**PROVIDED ENTRIES:**
· · · · · · ·

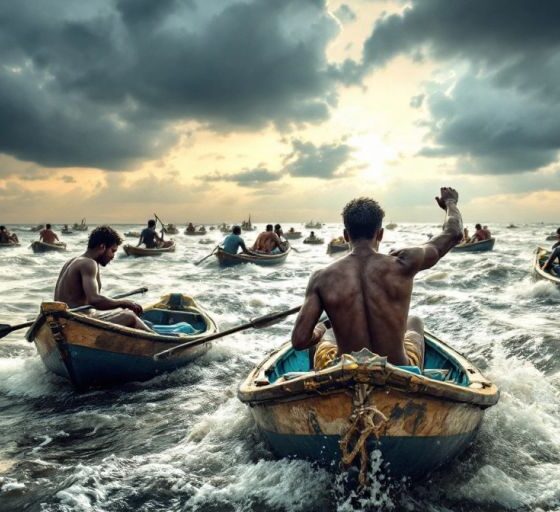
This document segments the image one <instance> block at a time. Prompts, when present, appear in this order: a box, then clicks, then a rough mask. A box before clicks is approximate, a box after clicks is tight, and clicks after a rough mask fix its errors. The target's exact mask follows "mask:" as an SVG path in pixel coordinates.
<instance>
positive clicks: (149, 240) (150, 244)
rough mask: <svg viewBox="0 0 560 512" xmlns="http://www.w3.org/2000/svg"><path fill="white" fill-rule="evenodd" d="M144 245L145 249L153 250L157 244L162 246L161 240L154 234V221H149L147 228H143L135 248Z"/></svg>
mask: <svg viewBox="0 0 560 512" xmlns="http://www.w3.org/2000/svg"><path fill="white" fill-rule="evenodd" d="M142 243H143V244H144V245H145V246H146V248H147V249H155V248H156V247H157V246H158V244H163V238H162V237H160V236H159V235H158V234H157V232H156V221H155V220H153V219H150V220H149V221H148V227H147V228H144V229H143V230H142V232H141V233H140V238H139V239H138V244H136V247H139V246H140V244H142Z"/></svg>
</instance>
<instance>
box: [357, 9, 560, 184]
mask: <svg viewBox="0 0 560 512" xmlns="http://www.w3.org/2000/svg"><path fill="white" fill-rule="evenodd" d="M558 19H560V3H559V2H555V1H543V2H539V4H538V7H536V6H535V5H532V4H530V3H528V2H526V1H524V0H492V1H489V2H472V1H468V0H456V1H452V2H450V1H447V0H417V1H414V2H413V3H412V7H410V8H407V9H405V10H404V11H403V12H402V14H395V15H390V16H385V17H383V18H381V19H380V20H378V22H377V23H376V24H375V27H374V29H373V32H372V34H371V36H370V37H369V39H368V40H367V41H366V43H365V45H364V54H363V63H362V64H363V66H364V68H365V69H375V68H378V67H381V66H383V65H385V64H386V63H387V62H389V61H390V60H391V59H393V58H394V57H396V56H398V55H400V54H406V55H409V56H410V57H412V58H414V59H418V58H422V56H424V57H425V56H428V57H430V58H435V59H439V60H444V61H446V62H448V63H449V64H451V65H452V66H453V67H454V68H455V69H458V68H459V69H460V63H461V62H463V63H465V62H467V63H468V70H467V71H466V72H459V73H458V74H457V75H458V76H457V77H456V78H455V80H454V83H452V84H450V83H448V82H446V83H437V82H434V83H431V84H427V87H426V91H425V93H426V94H425V97H424V103H425V104H426V105H427V108H428V111H429V114H430V117H431V120H430V121H429V122H428V123H427V124H428V126H429V128H430V135H431V138H432V142H433V145H430V146H429V147H426V148H425V149H424V150H423V151H422V154H424V155H430V156H457V157H459V158H460V162H461V164H462V168H463V169H464V170H469V171H470V172H477V173H500V174H501V173H513V172H521V171H531V170H535V169H538V168H539V167H542V166H545V165H547V164H550V163H552V162H554V161H556V159H557V156H558V150H559V149H560V122H558V114H559V107H558V100H559V99H560V80H558V78H559V77H560V31H559V30H558ZM463 67H465V66H463ZM419 97H420V96H419ZM419 97H417V98H419ZM419 103H420V102H419V101H418V100H417V99H413V101H412V102H411V106H414V107H418V106H420V105H419Z"/></svg>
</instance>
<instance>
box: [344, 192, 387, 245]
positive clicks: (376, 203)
mask: <svg viewBox="0 0 560 512" xmlns="http://www.w3.org/2000/svg"><path fill="white" fill-rule="evenodd" d="M383 217H385V212H384V211H383V209H382V208H381V206H379V203H378V202H377V201H374V200H373V199H370V198H369V197H358V198H357V199H352V201H350V202H349V203H348V204H347V205H346V206H345V207H344V210H342V220H343V221H344V227H345V228H346V231H347V232H348V235H349V236H350V238H351V239H352V240H359V239H360V238H365V239H367V240H371V239H372V238H373V236H374V235H375V232H376V231H378V230H379V229H380V228H381V223H382V221H383Z"/></svg>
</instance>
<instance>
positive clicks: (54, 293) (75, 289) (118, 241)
mask: <svg viewBox="0 0 560 512" xmlns="http://www.w3.org/2000/svg"><path fill="white" fill-rule="evenodd" d="M121 243H122V238H121V237H120V235H119V234H118V233H117V232H116V231H115V230H114V229H113V228H111V227H110V226H99V227H97V228H95V229H94V230H93V231H92V232H91V234H90V235H89V240H88V246H87V250H86V252H85V253H84V254H82V255H81V256H78V257H77V258H72V259H71V260H69V261H67V262H66V263H65V264H64V266H63V267H62V270H61V271H60V275H59V276H58V281H57V283H56V287H55V292H54V300H56V301H60V302H66V304H68V306H69V307H71V308H75V307H78V306H85V305H86V304H89V305H91V306H93V307H94V308H95V310H93V311H92V313H91V314H92V315H93V316H95V317H96V318H99V319H100V320H105V321H106V322H111V323H114V324H119V325H124V326H127V327H133V328H135V329H142V330H144V331H149V332H153V331H152V330H151V329H150V328H149V327H148V326H147V325H146V324H145V323H144V322H142V320H141V319H140V318H139V315H141V314H142V306H140V304H137V303H136V302H133V301H131V300H126V299H119V300H115V299H111V298H109V297H105V296H104V295H101V277H100V275H99V265H101V266H102V267H105V266H107V265H108V264H109V263H110V262H111V260H112V259H113V258H114V257H115V253H116V252H117V250H118V248H119V245H121ZM118 308H122V309H118ZM96 310H97V311H96Z"/></svg>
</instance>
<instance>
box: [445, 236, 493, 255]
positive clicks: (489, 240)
mask: <svg viewBox="0 0 560 512" xmlns="http://www.w3.org/2000/svg"><path fill="white" fill-rule="evenodd" d="M495 243H496V239H495V238H488V239H487V240H478V241H476V242H463V243H461V244H458V245H456V246H455V247H453V249H451V251H452V252H485V251H491V250H493V249H494V244H495Z"/></svg>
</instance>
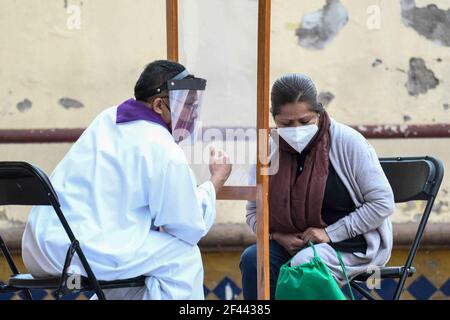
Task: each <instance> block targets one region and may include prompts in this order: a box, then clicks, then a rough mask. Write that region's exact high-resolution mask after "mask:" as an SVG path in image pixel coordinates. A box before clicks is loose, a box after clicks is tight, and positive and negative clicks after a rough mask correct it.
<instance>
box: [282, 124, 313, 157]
mask: <svg viewBox="0 0 450 320" xmlns="http://www.w3.org/2000/svg"><path fill="white" fill-rule="evenodd" d="M317 131H319V127H318V126H317V124H309V125H306V126H299V127H286V128H278V129H277V132H278V134H279V135H280V137H282V138H283V139H284V140H285V141H286V142H287V143H289V145H290V146H291V147H292V148H294V149H295V150H296V151H297V152H299V153H301V152H302V151H303V150H304V149H305V148H306V146H307V145H308V143H309V142H310V141H311V139H312V138H313V137H314V135H315V134H316V133H317Z"/></svg>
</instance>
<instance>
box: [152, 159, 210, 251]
mask: <svg viewBox="0 0 450 320" xmlns="http://www.w3.org/2000/svg"><path fill="white" fill-rule="evenodd" d="M150 180H151V182H150V186H149V191H150V192H149V207H150V211H151V213H152V217H154V226H156V227H162V228H163V229H164V231H165V232H167V233H169V234H171V235H173V236H175V237H177V238H179V239H181V240H183V241H185V242H187V243H189V244H191V245H196V244H197V243H198V242H199V241H200V239H201V238H202V237H204V236H205V235H206V234H207V233H208V231H209V229H210V228H211V226H212V225H213V223H214V220H215V217H216V209H215V202H216V193H215V189H214V186H213V184H212V182H210V181H208V182H205V183H203V184H202V185H200V186H199V187H197V184H196V179H195V176H194V174H193V172H192V170H191V169H190V167H189V166H188V165H187V163H185V162H183V161H180V162H177V161H169V163H168V164H167V166H165V170H162V171H161V172H160V173H159V174H157V175H156V176H154V177H152V178H151V179H150Z"/></svg>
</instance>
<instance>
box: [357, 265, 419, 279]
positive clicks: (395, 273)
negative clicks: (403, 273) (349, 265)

· · · · · · ·

When you reach the line containing "box: [344, 192, 387, 245]" in the data above, start copying exactly, and stop after the line containing "box: [445, 236, 493, 255]".

box: [344, 192, 387, 245]
positive clicks: (376, 203)
mask: <svg viewBox="0 0 560 512" xmlns="http://www.w3.org/2000/svg"><path fill="white" fill-rule="evenodd" d="M383 217H385V212H384V211H383V209H382V208H381V206H379V203H378V202H377V201H374V200H373V199H370V198H369V197H358V198H357V199H352V201H350V202H349V203H348V204H347V205H346V206H345V207H344V210H342V220H343V221H344V227H345V228H346V231H347V232H348V235H349V236H350V238H351V239H352V240H359V239H360V238H365V239H367V240H371V239H372V238H373V236H374V235H375V232H376V231H378V230H379V229H380V228H381V223H382V221H383Z"/></svg>
</instance>
<instance>
positive clicks: (54, 293) (75, 289) (118, 241)
mask: <svg viewBox="0 0 560 512" xmlns="http://www.w3.org/2000/svg"><path fill="white" fill-rule="evenodd" d="M121 243H122V238H121V237H120V235H119V234H118V233H117V232H116V231H115V230H114V229H113V228H111V227H110V226H99V227H97V228H95V229H94V230H93V231H92V232H91V234H90V235H89V240H88V246H87V250H86V252H85V253H84V254H82V255H81V256H78V257H77V258H72V259H71V260H69V261H67V262H66V263H65V264H64V266H63V267H62V270H61V271H60V275H59V276H58V281H57V283H56V287H55V292H54V300H56V301H60V302H66V304H68V306H69V307H71V308H75V307H78V306H85V305H86V304H89V305H91V306H93V307H94V308H95V310H93V311H92V313H91V314H92V315H93V316H95V317H96V318H99V319H100V320H105V321H106V322H111V323H114V324H119V325H124V326H127V327H133V328H135V329H142V330H144V331H149V332H153V331H152V330H151V329H150V328H149V327H148V326H147V325H146V324H145V323H144V322H142V320H141V319H140V318H139V315H141V314H142V306H140V304H137V303H136V302H133V301H131V300H126V299H119V300H115V299H111V298H109V297H105V296H104V295H101V277H100V275H99V265H101V266H102V267H105V266H107V265H108V264H109V263H110V262H111V260H112V259H113V258H114V257H115V253H116V252H117V250H118V248H119V245H121ZM118 308H122V309H118ZM96 310H97V311H96Z"/></svg>
</instance>
<instance>
box: [445, 236, 493, 255]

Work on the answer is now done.